(ESTRATTO DELLA PAGINA):
# # # # #

La relazione con le persone ospiti non finisce con l’uscita dalla Casa. Ne parliamo con Iole Romano e Luisa Brembilla.
Ci sono esperienze di accoglienza in Casa della Carità che non terminano con l’uscita da via Brambilla, che sia verso un’altra comunità, in uno degli appartamenti gestiti dalla Fondazione o con l’assegnazione di un alloggio popolare. Alcuni di questi percorsi continuano, perché, afferma l’operatrice Iole Romano «creare legami con le persone ospiti e mantenerli nel tempo fa parte del dna della Casa».
Se infatti molte persone, una volta terminata l’ospitalità, sono completamente autonome, altre invece hanno ancora bisogno di sostegno.
Il benessere della persona è dato dalle relazioni
Iole per molti anni ha coordinato la comunità So-Stare, una vera e propria “casa nella Casa” dedicata a persone con fragilità psichiche, dove gli ospiti contribuivano alle attività quotidiane, sotto la supervisione delle operatrici e con il sostegno di volontarie e volontari. Molte di loro, finito il loro percorso a So-Stare, sono andate a vivere in autonomia ma, dice Iole «è un’illusione pensare che raggiungere l’obiettivo della casa possa farci dire “ok, quello che dovevamo fare l’abbiamo fatto”, perché in questi anni abbiamo toccato con mano che il benessere completo della persona non è dato soltanto dall’avere un tetto sopra la testa, ma è dato dalle relazioni».
E così tra gli ex ospiti di So-Stare c’è chi, settimanalmente o mensilmente, torna alla Casa per incontrare Iole, raccontarle come vanno le cose, chiederle supporto: «Sono persone che fanno fatica a muoversi da sole nella grande città, una solitudine che per alcuni può essere devastante, facendoli spesso arretrare in quelle abilità che avevano recuperato vivendo alla Casa della Carità. E quindi chiedono aiuto, per esempio, per questioni lavorative o affettive o anche solo per prendere un appuntamento per una visita medica, fare dei pagamenti o fare la spesa. Sono cose che possono sembrare banali, ma che per persone che hanno delle fragilità possono apparire insormontabili, generando un riflesso negativo sul loro benessere psicofisico».
Alcune di queste persone fanno fatica anche a mantenere i legami di amicizia che erano nati con gli altri ex ospiti e quindi la Casa della Carità è per loro un punto di riferimento, un luogo dove sanno di poter sempre tornare, dove passare anche solo per un saluto o per un pranzo insieme. «Sapere che c’è un luogo dove c’è qualcuno che ti ascolta, dà sicurezza e stabilità», conclude Iole.
La Casa della Carità continua a essere un punto di riferimento
Dopo l’ospitalità alla Casa la relazione continua anche con quelle persone che vanno poi a vivere in uno degli appartamenti che la Fondazione gestisce sul territorio di Milano. Spiega Luisa Brembilla, che coordina queste accoglienze: «Sono ragazzi single, che arrivano dalla Casa o da Casa Francesco (la comunità per minori stranieri non accompagnati della Fondazione, ndr), che hanno un lavoro e una certa autonomia e la capacità di stare in piedi, senza bisogno di avere 4 paletti di sostegno, ma magari di uno solo».

# # # # #

(SEGMENTO DI DATI):
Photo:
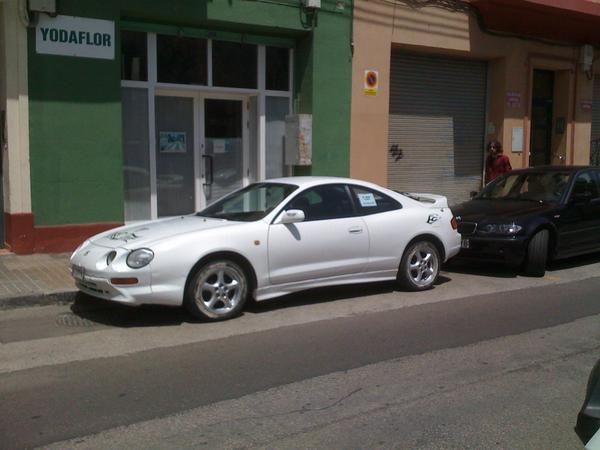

# # # # #

Si indichino tutte le questioni per cui, secondo Iole Romano nell'estratto della pagina, gli ex ospiti di So-Stare chiedono aiuto.

(RISPOSTA ATTESA):
- Questioni lavorative
- Questioni affettive
- Prendere un appuntamento per una visita medica
- Fare dei pagamenti
- Fare la spesa